═════ SEGMENTO DE TEXTO

No novo mapa do comércio internacional estabelecido pela Administração Trump, a China terá que enfrentar uma tarifa de 34% sobre todas as importações provenientes do país asiático. Além disso, será afetada pela tarifa de 25% que os EUA impuseram aos países que compram petróleo ou gás da Venezuela, dado que a China é justamente um dos principais compradores de petróleo venezuelano.
Por sua vez, o país reagiu com rapidez e firmeza à nova onda de tarifas do presidente Donald Trump, condenando-as como «intimidação unilateral» e não condizentes com as normas comerciais internacionais. Além disso, a China respondeu impondo uma tarifa de 34% sobre todos os produtos dos EUA a partir de 10 de abril. Nesse sentido, o governo chinês instou os EUA a cancelarem imediatamente suas medidas tarifárias unilaterais e a resolverem as diferenças comerciais por meio de «consultas de maneira equitativa, respeitosa e mutuamente benéfica».
Como no resto do mundo, as tarifas de Trump terão consequências. «A China e sua cadeia de suprimentos asiática enfrentam agora um choque significativo que a China só poderá amortecer parcialmente com política fiscal e monetária», afirma Max Stainton, estrategista de Macroeconomia Global na Fidelity International. Seu colega Miyuki Kashima, responsável por Investimentos no Japão na Fidelity International, acrescenta que o impacto imediato do aumento das tarifas sobre a China será sentido nas exportações, mas o relevante é que a estrutura do comércio mundial mudou desde o primeiro mandato de Trump.
Segundo a última análise publicada pela DoubleLine, a vantagem é que a China já sabe como esse jogo funciona. «É o único país que enfrentou a ameaça de tarifas e ao qual foram impostas tarifas que não foram retiradas ou ajustadas, e acredito que é provável que isso continue. Este acrescenta que acredita que a tendência continuará: Na minha opinião, com cada anúncio, não importa a quem serão impostas mais tarifas, porque à China sempre serão impostas muitas mais e isso será permanente», explicavam em seu guia para entender a política tarifária de Trump.
China: o sparring da Ásia
Segundo argumenta Kashima, «embora continue sendo importante, a China reduziu significativamente sua dependência das exportações para os EUA, e as receitas das empresas chinesas provenientes dos EUA agora estão em números de um só dígito. Embora ainda mantenha um superávit comercial importante com os EUA e a desvalorização gradual do yuan seja um provável mecanismo de ajuste, esperamos que as autoridades gerenciem o ritmo de desvalorização para evitar uma volatilidade excessiva. Ao contrário de ciclos anteriores, a economia não está reagindo com pânico. Em vez disso, a flexibilidade das políticas e um possível piso no setor imobiliário podem atuar como amortecedores frente a perturbações externas como as tarifas. E o que é mais importante: a China tem capacidade fiscal para amortecer o golpe das tarifas e está se orientando para a demanda interna como principal motor de crescimento.»

══════════
═════ SEGMENTO DE DADOS

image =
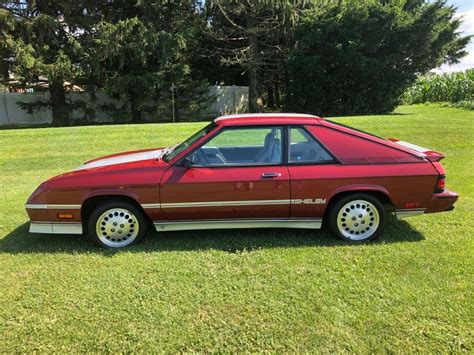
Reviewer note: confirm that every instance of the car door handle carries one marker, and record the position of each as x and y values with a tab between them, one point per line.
270	175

══════════

§ **CONJUNTO DE TAREFAS**:
1 > Traduza para o inglês a frase «Como no resto do mundo, as tarifas de Trump terão consequências.», que aparece no texto sobre as tarifas de Trump e a China.
2 > Escreva a continuação do texto sobre as tarifas de Trump e a China, começando logo após a última frase apresentada.
O material não é necessário para nada do que se pede aqui.

§ **RESULTADOS FINAIS**:
1 > As in the rest of the world, Trump's tariffs will have consequences.

2 >
Ou seja, segundo os especialistas, embora as tarifas aprovadas intensifiquem a guerra comercial entre ambas as nações e busquem pressionar a China em temas de comércio e narcotráfico, também reconhecem que o país está um pouco mais preparado para enfrentar esse cenário do que durante a primeira guerra comercial, que também foi iniciada por Trump em março de 2018.
Para começar, o apoio estatal à economia é indiscutível. “O Banco Popular da China (PBOC) anunciou novas medidas para estimular a economia, incluindo a redução das taxas de juros e do coeficiente de reservas obrigatórias dos bancos comerciais. Além disso, o regulador financeiro chinês instou as instituições a flexibilizarem as condições de crédito ao consumo para estimular o gasto interno”, aponta Felipe Mendoza, analista de mercados financeiros da ATFX LATAM.
No entanto, ainda há desafios a serem enfrentados. Na opinião de Ronald Temple, estrategista-chefe de mercados da Lazard, merece destaque que a produção industrial, o investimento em ativos fixos e as vendas no varejo da China foram superiores ao esperado em janeiro e fevereiro. “É encorajador, mas os investidores devem ter cuidado para não serem excessivamente otimistas, já que a produção industrial se beneficiou da concentração das exportações para evitar as tarifas”, adverte.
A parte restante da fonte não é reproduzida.